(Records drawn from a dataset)
=== Section Start ===

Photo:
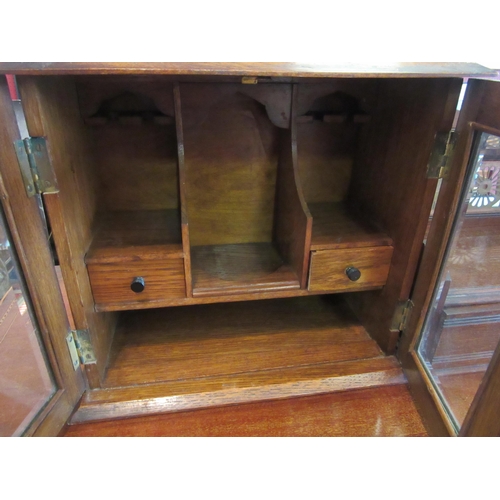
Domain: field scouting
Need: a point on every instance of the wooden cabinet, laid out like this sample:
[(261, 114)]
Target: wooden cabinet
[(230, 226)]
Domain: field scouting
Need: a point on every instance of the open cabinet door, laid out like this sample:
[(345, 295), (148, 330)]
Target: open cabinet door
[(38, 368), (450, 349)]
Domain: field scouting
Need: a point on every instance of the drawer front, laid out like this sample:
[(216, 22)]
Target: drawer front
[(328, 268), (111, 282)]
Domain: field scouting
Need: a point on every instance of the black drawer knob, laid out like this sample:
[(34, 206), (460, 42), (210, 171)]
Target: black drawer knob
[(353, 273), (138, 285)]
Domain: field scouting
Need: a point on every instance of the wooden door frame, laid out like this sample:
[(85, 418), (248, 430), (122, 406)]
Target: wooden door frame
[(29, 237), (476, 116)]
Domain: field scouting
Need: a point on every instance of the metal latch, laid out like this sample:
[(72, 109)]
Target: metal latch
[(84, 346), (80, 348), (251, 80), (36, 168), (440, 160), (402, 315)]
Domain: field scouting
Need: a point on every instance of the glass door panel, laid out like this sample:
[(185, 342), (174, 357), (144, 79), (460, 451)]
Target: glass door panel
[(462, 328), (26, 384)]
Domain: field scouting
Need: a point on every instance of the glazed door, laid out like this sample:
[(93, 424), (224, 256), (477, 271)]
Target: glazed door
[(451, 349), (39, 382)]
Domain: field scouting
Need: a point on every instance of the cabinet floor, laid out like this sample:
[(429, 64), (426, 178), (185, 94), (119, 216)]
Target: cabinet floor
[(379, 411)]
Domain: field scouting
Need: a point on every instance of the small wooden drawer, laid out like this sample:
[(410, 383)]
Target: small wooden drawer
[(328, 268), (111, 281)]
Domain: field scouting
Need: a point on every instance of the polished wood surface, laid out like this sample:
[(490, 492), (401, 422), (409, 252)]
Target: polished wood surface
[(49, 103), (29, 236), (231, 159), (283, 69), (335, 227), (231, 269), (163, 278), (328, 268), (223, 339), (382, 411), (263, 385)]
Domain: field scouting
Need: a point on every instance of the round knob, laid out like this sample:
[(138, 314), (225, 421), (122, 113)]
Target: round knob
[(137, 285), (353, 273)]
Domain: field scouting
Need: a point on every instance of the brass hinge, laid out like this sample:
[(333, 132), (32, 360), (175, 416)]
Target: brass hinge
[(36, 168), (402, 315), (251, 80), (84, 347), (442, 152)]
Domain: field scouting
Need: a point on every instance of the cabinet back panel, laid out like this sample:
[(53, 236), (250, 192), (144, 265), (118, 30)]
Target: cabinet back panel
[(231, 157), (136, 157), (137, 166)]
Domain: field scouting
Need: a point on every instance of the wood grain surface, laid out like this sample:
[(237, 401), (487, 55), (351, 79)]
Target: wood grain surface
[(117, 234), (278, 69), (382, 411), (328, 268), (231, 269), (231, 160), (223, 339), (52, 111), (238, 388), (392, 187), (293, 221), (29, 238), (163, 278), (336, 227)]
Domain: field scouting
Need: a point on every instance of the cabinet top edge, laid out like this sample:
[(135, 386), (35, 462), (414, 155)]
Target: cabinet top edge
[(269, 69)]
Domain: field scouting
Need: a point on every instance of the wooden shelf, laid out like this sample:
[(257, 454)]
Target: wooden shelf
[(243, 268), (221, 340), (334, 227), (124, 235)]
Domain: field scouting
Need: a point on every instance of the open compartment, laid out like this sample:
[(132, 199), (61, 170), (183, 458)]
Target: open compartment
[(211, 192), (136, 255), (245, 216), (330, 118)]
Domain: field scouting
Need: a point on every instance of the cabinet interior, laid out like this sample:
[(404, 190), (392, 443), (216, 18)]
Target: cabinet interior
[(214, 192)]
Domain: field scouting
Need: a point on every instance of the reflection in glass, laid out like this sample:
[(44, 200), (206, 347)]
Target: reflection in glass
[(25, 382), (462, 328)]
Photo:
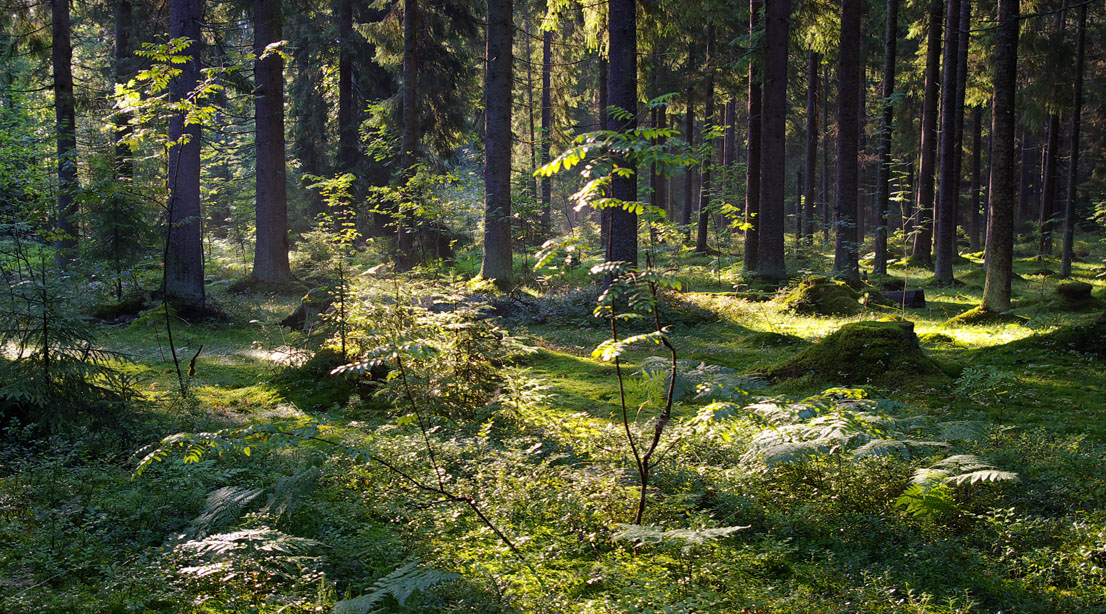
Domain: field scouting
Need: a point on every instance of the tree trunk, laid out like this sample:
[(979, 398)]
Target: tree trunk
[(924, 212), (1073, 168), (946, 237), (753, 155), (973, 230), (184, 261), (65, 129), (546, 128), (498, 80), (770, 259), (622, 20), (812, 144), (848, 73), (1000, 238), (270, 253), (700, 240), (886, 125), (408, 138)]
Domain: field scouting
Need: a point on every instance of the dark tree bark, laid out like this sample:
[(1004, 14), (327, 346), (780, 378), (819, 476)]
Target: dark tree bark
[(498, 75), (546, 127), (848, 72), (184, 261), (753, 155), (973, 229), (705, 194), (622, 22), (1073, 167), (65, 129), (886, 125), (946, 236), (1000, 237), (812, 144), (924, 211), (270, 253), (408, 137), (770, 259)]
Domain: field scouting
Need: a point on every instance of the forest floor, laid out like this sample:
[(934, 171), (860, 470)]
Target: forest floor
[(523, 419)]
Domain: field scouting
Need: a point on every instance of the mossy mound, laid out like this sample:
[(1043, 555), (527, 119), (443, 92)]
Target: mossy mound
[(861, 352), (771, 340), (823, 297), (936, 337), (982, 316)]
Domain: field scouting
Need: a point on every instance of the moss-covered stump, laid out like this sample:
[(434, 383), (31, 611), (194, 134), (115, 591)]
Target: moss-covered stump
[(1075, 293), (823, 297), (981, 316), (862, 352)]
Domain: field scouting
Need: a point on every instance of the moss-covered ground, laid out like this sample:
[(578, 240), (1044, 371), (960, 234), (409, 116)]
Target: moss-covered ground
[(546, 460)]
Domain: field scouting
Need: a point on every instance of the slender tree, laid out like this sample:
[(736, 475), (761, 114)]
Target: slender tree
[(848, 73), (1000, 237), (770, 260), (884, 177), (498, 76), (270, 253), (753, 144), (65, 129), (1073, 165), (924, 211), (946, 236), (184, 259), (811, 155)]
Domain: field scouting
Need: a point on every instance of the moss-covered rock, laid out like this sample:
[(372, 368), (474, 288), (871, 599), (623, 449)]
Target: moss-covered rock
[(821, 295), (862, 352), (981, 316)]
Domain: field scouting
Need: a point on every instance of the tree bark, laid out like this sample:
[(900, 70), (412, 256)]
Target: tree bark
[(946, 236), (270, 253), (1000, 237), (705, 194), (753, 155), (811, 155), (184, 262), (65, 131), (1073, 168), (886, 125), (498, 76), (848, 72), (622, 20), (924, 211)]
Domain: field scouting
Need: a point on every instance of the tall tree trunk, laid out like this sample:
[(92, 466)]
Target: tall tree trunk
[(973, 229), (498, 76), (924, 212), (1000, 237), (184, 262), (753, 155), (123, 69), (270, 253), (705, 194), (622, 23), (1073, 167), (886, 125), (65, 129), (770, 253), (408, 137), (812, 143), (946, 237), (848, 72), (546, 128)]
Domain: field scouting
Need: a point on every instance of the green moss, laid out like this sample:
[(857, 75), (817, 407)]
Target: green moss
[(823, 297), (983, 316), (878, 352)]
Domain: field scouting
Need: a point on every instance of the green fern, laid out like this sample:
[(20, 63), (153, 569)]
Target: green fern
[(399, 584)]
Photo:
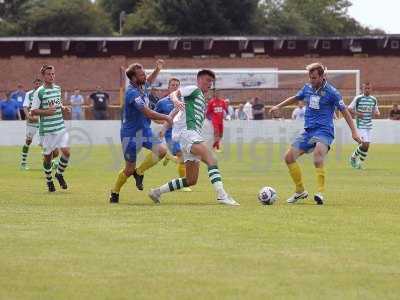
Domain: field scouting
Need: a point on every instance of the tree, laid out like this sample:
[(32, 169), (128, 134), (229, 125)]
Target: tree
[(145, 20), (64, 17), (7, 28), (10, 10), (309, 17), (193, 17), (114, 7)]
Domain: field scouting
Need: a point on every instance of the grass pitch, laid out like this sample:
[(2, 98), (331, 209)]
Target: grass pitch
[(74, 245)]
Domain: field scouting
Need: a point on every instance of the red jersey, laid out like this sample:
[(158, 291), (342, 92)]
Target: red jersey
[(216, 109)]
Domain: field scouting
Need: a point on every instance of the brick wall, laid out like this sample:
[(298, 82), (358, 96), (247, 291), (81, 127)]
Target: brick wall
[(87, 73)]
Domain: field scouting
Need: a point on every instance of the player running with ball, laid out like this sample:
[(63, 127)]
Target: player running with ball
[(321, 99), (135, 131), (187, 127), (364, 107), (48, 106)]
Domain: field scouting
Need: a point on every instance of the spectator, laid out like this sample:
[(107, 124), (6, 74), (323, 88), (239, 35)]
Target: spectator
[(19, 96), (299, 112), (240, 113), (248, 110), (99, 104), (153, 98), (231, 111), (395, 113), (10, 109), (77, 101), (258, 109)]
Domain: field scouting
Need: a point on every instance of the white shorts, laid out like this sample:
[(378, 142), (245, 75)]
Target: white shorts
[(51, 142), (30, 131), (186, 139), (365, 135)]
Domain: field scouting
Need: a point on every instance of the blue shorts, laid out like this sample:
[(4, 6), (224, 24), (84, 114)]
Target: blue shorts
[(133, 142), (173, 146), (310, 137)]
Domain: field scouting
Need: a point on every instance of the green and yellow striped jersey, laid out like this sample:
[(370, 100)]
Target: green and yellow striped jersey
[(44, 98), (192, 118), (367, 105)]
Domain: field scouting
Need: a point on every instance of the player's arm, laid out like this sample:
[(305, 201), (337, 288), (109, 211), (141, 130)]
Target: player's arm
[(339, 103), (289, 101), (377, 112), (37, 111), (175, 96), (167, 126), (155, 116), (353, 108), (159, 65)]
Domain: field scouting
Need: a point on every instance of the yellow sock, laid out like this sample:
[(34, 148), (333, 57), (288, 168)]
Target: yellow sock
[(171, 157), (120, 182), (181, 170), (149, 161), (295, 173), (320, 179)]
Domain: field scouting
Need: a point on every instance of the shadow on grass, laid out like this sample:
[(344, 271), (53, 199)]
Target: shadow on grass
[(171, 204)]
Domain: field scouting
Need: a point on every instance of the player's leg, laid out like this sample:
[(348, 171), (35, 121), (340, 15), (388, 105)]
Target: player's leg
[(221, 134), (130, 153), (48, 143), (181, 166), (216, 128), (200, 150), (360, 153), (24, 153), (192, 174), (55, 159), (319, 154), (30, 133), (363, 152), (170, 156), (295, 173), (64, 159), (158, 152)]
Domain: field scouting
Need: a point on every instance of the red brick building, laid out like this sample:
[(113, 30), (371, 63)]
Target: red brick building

=== Section End ===

● **WORK TASK**: Give the number of lines in the records where the word "building" shows up. Nothing else belongs in the reply.

● **OUTPUT BELOW**: 2